EXTRACTED RECORDS =>
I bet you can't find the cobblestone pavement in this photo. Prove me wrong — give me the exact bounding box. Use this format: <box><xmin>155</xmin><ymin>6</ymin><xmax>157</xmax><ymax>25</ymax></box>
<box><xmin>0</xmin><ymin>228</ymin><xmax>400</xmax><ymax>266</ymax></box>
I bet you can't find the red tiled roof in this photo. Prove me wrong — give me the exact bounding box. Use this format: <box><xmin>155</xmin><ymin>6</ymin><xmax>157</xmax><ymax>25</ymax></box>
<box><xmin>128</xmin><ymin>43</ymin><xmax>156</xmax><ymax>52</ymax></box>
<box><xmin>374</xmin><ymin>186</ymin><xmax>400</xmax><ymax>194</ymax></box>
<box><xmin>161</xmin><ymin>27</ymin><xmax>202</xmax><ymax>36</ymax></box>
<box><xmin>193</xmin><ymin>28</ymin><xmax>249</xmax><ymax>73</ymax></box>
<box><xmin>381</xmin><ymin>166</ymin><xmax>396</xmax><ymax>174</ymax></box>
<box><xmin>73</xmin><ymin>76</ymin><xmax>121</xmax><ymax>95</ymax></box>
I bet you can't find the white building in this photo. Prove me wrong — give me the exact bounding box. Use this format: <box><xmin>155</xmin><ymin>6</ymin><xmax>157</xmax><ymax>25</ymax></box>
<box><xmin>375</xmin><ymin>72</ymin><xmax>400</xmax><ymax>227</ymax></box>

WORK INSTRUCTIONS => Copy out the records above again word for word, starting with the line that contains "I bet you can't find the red" and ending with the last line of the records, both included.

ANSWER TO THE PROBLEM =>
I bet you can't find the red tiled roof in this photo. Prove me wrong — give me the exact bounding box. Use this format: <box><xmin>155</xmin><ymin>6</ymin><xmax>157</xmax><ymax>25</ymax></box>
<box><xmin>128</xmin><ymin>43</ymin><xmax>156</xmax><ymax>52</ymax></box>
<box><xmin>374</xmin><ymin>186</ymin><xmax>400</xmax><ymax>194</ymax></box>
<box><xmin>161</xmin><ymin>27</ymin><xmax>202</xmax><ymax>36</ymax></box>
<box><xmin>193</xmin><ymin>28</ymin><xmax>249</xmax><ymax>73</ymax></box>
<box><xmin>381</xmin><ymin>166</ymin><xmax>396</xmax><ymax>174</ymax></box>
<box><xmin>73</xmin><ymin>76</ymin><xmax>121</xmax><ymax>95</ymax></box>
I bet you can't find the white building in this photo. Prove me wrong — give me the exact bounding box. Use this format: <box><xmin>155</xmin><ymin>6</ymin><xmax>157</xmax><ymax>25</ymax></box>
<box><xmin>375</xmin><ymin>72</ymin><xmax>400</xmax><ymax>227</ymax></box>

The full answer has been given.